### Exercise
Rewrite the data below with every "forearm" changed to "lower arm" and nothing else altered. Omit the pictures.

### Entries
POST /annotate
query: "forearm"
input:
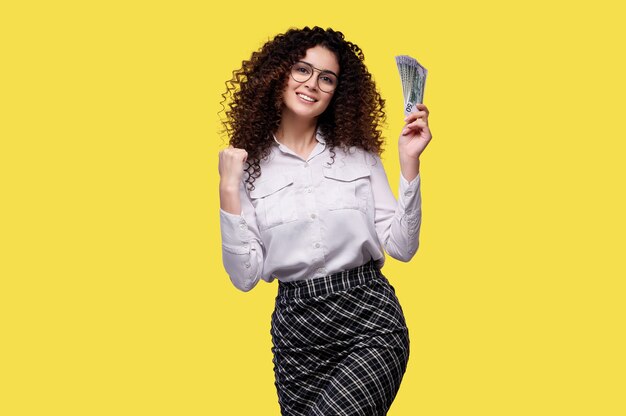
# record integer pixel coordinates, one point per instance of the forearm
(410, 167)
(230, 200)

### Finished exercise
POST /annotate
query: "lower arm"
input:
# record integer pixel coordinates, one point per instance of the lower arm
(410, 167)
(230, 200)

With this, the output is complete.